■ Extracted text:

What backprop doesn’t do

Backpropagation computes gradients. It does not find good parameters — that is the job of an optimizer (SGD, Adam, etc.) using the gradients backprop provides. Many problems blamed on backprop (poor convergence, local minima, sharp minima) are properties of the loss landscape and the optimizer, not the gradient computation.

When to Use It

Situation Approach
Train any neural network Backpropagation — universal default.
Train RNN over time Backpropagation through time — the same algorithm on the unrolled graph.
Very deep network, memory-limited Backprop with gradient checkpointing.
Function with one scalar input Forward-mode AD (cheaper than reverse mode for \(I = 1\), \(O\) large).
Higher-order gradients (Hessians, etc.) Backprop through backprop, or forward-over-reverse.
Compute Jacobian of a vector output Reverse-mode for each output coordinate, or batched JVPs / VJPs in a framework.
Non-differentiable loss Subgradients, REINFORCE-style score-function gradients, or differentiable relaxations.

Variants

  • Reverse-mode autodiff over arbitrary DAGs. The framework-level generalization. Modern PyTorch/JAX/TensorFlow implement backprop this way; the network-specific recurrences above are a special case.
  • Gradient checkpointing. Store only a fraction of activations and recompute the rest. Halves to fifths the memory of training very deep networks at \(\sim 2\times\) forward-time cost.
  • Mixed-precision training. Compute forward and backward in float16/bfloat16 while keeping a float32 master copy of parameters. Cuts memory roughly in half on modern accelerators.

■ Data records:
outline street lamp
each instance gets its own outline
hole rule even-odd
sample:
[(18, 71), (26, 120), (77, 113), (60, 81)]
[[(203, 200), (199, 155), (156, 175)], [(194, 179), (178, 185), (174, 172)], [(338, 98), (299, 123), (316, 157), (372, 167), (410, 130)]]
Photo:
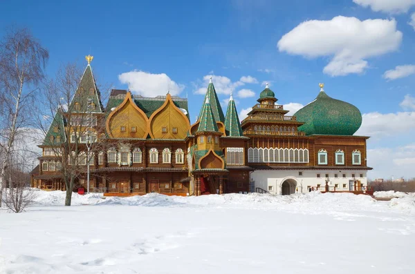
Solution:
[(86, 193), (89, 194), (89, 149), (91, 148), (91, 132), (88, 130), (86, 132), (86, 149), (88, 153), (86, 154)]

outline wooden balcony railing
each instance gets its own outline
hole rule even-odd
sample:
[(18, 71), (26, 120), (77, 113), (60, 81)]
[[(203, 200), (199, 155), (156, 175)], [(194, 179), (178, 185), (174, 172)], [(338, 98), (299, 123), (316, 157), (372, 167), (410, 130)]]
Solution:
[(282, 105), (266, 105), (262, 104), (257, 104), (255, 106), (252, 107), (255, 108), (267, 108), (267, 109), (279, 109), (284, 110)]
[(306, 136), (306, 133), (302, 131), (264, 131), (264, 130), (246, 130), (244, 135), (279, 135), (279, 136)]
[(245, 118), (245, 120), (297, 121), (297, 117), (295, 116), (256, 115), (250, 115)]

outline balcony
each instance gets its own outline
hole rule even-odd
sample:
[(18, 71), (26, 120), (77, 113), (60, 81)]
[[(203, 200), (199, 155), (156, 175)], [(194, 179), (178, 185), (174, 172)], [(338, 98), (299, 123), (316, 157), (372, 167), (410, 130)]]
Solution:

■ Required work: Echo the passage from the text on backpropagation, from "What backprop doesn’t" up to and including "the unrolled graph.".

■ The solution:
What backprop doesn’t do

Backpropagation computes gradients. It does not find good parameters — that is the job of an optimizer (SGD, Adam, etc.) using the gradients backprop provides. Many problems blamed on backprop (poor convergence, local minima, sharp minima) are properties of the loss landscape and the optimizer, not the gradient computation.

When to Use It

Situation Approach
Train any neural network Backpropagation — universal default.
Train RNN over time Backpropagation through time — the same algorithm on the unrolled graph.